Data supplied ->
━━━━━━━━━━━━━━━━━━━━
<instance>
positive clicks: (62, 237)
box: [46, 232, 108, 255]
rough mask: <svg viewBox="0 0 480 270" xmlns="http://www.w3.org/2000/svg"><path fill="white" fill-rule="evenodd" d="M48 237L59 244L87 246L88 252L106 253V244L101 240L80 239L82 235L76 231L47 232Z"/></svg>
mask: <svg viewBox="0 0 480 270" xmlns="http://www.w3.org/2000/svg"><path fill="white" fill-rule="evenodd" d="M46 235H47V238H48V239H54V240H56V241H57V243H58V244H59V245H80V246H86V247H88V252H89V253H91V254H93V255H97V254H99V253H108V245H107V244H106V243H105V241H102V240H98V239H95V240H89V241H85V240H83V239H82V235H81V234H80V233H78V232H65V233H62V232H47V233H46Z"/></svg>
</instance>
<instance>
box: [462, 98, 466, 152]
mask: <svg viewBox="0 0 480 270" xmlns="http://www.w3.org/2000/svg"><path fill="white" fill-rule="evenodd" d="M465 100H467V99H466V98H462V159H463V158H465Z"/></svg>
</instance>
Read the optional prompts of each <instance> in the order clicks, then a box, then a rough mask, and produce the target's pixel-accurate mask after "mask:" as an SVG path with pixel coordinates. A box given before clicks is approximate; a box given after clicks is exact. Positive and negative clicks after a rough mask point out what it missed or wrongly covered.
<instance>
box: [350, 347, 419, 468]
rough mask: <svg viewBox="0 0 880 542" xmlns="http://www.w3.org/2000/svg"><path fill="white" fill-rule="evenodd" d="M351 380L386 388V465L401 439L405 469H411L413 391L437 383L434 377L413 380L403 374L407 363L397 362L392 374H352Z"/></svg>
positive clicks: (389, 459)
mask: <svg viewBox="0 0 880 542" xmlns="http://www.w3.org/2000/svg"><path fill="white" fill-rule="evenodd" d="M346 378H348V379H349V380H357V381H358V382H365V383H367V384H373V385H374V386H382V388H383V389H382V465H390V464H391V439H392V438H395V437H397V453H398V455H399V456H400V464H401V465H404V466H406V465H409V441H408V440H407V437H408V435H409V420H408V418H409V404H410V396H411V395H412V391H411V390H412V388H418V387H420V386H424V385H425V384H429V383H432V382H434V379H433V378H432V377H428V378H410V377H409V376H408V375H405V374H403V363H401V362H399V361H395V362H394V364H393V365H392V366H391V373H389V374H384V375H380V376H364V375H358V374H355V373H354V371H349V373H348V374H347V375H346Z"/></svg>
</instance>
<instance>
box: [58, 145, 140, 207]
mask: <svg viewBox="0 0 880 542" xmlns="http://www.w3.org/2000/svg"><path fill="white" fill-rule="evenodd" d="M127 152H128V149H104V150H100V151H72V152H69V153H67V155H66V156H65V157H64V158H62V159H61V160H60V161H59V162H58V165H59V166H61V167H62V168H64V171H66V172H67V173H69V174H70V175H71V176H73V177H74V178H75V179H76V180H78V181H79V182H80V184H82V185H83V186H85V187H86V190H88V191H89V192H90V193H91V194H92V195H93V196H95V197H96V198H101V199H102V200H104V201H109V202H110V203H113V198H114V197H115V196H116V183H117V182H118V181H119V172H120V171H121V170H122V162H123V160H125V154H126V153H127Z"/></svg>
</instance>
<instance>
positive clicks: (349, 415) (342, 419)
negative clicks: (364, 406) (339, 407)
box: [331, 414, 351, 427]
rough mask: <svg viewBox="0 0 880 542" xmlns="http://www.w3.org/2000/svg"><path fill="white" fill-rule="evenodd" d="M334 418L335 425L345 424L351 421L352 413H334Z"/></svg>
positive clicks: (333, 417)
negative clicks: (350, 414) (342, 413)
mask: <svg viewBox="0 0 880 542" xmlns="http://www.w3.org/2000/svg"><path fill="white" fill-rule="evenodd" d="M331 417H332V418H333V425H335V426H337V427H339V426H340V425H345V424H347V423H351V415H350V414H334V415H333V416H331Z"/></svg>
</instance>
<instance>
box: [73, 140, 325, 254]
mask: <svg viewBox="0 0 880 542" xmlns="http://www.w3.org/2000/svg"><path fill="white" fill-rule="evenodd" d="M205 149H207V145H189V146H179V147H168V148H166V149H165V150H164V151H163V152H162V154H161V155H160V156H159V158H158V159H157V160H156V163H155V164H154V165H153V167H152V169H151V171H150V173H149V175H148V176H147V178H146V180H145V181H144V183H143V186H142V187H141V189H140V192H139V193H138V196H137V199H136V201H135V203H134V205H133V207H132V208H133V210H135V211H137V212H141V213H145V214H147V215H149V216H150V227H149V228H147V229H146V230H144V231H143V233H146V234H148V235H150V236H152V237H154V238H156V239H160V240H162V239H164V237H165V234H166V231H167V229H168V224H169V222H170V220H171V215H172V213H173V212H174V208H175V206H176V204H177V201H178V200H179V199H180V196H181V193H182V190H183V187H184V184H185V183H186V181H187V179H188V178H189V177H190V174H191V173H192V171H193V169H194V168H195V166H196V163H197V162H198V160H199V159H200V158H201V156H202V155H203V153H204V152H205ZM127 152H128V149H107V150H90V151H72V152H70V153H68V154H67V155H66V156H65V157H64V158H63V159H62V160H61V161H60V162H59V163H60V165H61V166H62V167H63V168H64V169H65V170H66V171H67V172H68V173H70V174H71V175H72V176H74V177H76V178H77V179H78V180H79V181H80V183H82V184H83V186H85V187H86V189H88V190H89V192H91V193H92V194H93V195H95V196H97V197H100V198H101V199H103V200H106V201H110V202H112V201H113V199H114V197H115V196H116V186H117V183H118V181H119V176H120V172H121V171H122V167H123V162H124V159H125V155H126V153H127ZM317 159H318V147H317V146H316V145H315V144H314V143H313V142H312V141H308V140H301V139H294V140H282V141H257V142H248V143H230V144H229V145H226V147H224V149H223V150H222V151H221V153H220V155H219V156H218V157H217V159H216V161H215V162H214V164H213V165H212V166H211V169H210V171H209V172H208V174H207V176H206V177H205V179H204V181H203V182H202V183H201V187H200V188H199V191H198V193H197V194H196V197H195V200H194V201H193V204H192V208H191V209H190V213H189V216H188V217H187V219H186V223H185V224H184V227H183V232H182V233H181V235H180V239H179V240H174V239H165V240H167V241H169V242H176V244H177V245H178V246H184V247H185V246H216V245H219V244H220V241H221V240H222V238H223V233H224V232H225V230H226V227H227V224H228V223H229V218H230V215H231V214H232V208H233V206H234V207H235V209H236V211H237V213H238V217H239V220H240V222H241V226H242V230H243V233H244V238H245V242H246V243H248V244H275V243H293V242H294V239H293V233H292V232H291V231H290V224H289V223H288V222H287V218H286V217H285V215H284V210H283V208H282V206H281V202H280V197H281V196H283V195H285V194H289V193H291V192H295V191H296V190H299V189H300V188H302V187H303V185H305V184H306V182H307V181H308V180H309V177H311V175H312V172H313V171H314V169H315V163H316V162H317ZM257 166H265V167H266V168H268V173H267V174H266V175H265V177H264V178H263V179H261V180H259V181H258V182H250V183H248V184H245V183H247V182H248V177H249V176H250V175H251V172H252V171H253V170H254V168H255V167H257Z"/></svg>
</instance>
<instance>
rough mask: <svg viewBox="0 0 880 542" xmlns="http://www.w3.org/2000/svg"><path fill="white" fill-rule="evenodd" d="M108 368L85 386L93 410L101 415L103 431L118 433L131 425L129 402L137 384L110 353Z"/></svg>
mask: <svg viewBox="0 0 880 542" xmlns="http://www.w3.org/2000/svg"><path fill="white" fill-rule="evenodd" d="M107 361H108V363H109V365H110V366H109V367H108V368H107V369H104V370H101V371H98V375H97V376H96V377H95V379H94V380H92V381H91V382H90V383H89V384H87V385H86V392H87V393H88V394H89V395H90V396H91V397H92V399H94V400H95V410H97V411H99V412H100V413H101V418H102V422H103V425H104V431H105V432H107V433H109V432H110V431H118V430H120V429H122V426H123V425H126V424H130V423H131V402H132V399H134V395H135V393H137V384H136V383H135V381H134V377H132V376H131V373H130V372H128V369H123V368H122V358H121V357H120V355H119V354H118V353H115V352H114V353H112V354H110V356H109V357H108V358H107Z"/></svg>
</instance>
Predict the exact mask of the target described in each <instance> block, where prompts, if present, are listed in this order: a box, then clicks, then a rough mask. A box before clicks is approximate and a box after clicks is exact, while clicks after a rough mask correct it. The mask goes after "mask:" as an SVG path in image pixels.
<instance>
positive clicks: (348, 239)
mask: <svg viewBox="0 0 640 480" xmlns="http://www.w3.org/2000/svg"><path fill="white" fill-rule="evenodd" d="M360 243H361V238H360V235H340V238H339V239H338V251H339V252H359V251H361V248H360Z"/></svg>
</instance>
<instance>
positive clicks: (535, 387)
━━━━━━━━━━━━━━━━━━━━
What is needed -> Which lines of the records contain the string "prompts", with case counting? Show each of those lines in full.

Solved problem ->
Read the optional prompts of each <instance> in the order clicks, then a box, then a rough mask, and produce the target's pixel-accurate mask after "mask:" as an SVG path with pixel coordinates. A box given before clicks is approximate; a box given after clicks is exact. Positive and negative clicks after a rough mask point out what it missed or wrongly covered.
Predict the exact mask of the target described in each <instance> block, where prompts, if present, are listed in this order: a box, then clicks, then a rough mask. A box before clicks is approximate and a box after clicks is exact, while clicks after a rough mask correct it. The mask goes after "mask:" as an SVG path in image pixels.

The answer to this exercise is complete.